# [To do]
Every line of the listing belongs in your answer exactly as written; the images do not.

+++

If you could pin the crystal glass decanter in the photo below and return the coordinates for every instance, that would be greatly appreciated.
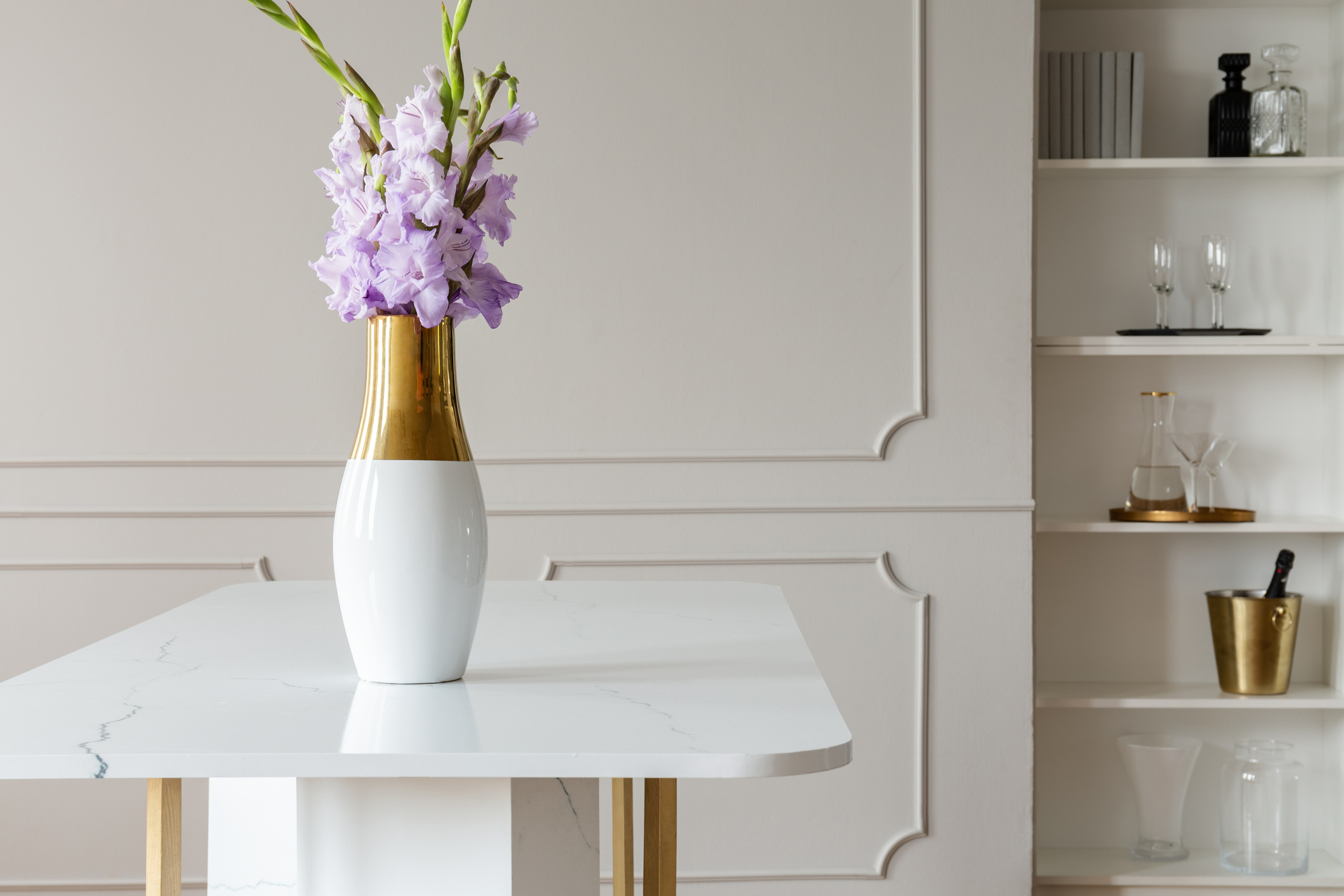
(1279, 109)
(1158, 484)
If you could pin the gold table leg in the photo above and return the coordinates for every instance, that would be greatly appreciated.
(660, 837)
(623, 837)
(163, 837)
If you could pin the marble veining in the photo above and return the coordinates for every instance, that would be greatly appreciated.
(566, 680)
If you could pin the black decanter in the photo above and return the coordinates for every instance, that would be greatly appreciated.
(1230, 112)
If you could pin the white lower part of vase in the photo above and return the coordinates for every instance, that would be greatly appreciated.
(409, 548)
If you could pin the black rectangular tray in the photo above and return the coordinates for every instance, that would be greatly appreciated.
(1229, 331)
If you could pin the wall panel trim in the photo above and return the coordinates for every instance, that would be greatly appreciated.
(86, 886)
(882, 562)
(597, 509)
(876, 452)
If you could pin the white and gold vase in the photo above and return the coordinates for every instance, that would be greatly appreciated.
(409, 542)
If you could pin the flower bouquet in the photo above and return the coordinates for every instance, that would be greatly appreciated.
(413, 207)
(406, 253)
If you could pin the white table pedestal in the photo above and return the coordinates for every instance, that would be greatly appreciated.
(404, 836)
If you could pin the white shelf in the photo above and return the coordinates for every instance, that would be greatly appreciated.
(1181, 4)
(1220, 345)
(1105, 695)
(1262, 525)
(1117, 868)
(1100, 169)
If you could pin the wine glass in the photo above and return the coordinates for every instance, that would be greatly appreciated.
(1195, 448)
(1218, 273)
(1160, 276)
(1214, 463)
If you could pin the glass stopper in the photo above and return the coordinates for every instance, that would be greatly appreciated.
(1280, 54)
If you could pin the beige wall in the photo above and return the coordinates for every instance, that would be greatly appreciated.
(720, 367)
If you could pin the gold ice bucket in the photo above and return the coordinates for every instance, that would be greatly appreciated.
(1253, 640)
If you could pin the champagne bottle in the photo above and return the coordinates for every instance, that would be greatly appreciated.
(1279, 585)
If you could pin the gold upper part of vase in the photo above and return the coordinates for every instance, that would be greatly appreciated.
(410, 394)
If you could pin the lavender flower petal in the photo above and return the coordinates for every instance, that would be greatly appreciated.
(492, 214)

+++

# [Response area]
If you could pin the crystal glass decanter in the photo below and return the coordinates for every instance, that would be greatly appreciated.
(1279, 109)
(1158, 484)
If you could pin the gold table leg in the photo above and return the coordinates for every instance, that would be greatly appreciated.
(660, 837)
(623, 837)
(163, 837)
If you could pin the marble veining in the photo above and return the coordinates for every instance, that would be greatly appreciated.
(566, 680)
If you could pin the black decanter in the photo above and return the coordinates for every instance, that would be greatly appreciated.
(1230, 112)
If you could pin the white lower part of vase in the photo above and return the coordinates for every instance, that would be greatly appreciated.
(409, 548)
If you could pin the black rectangular tray in the photo above and return the coordinates for every instance, that would be greatly appreciated.
(1229, 331)
If you could pin the wall panel trim in the photo above and return the coordinates for every instance, that would be greatly appreciated.
(86, 886)
(882, 562)
(597, 509)
(876, 452)
If you could pin the white and gold vase in the photo above and return the coordinates for every instance, that would be greatly appreciated.
(409, 542)
If you could pin the flower bouquet in the photo above and return the coordinates for every instance, that would be greatly appreciated.
(413, 207)
(406, 253)
If you could pin the white table pedestal in the photo above and return the coordinates for every instance, that would be greatly appreciated.
(404, 836)
If you could pin the white shelf in the photo above and return the coordinates for every instance, that would be greatly appreciated.
(1181, 4)
(1220, 345)
(1105, 695)
(1262, 525)
(1117, 868)
(1100, 169)
If you could pin the wine glass in the photo above and return the coordinates for every instance, that would be greatly appreciated.
(1195, 448)
(1218, 273)
(1160, 276)
(1214, 463)
If you could pin the glass stopper in the photo above and return the coordinates for every instance, that would be greatly appreciated.
(1280, 54)
If you could pin the beige wall in the photo above and return the coordinates for every instance, that would be greatly appreciated.
(720, 367)
If you could pin the gold ice bucket in the photo above and return the coordinates for every instance, that would be greatly appreciated.
(1253, 640)
If you could pin the champagne bottle in the photo above and return the coordinates for every instance, that would be greatly appreciated.
(1279, 585)
If you could pin the gold upper part of vase in the photo above and return the coordinates for every instance, that would be greatly appreciated.
(410, 394)
If you could pin the lavender flower petal in the photo above and return the coordinates for every instance, that would be greatly appreciated.
(492, 214)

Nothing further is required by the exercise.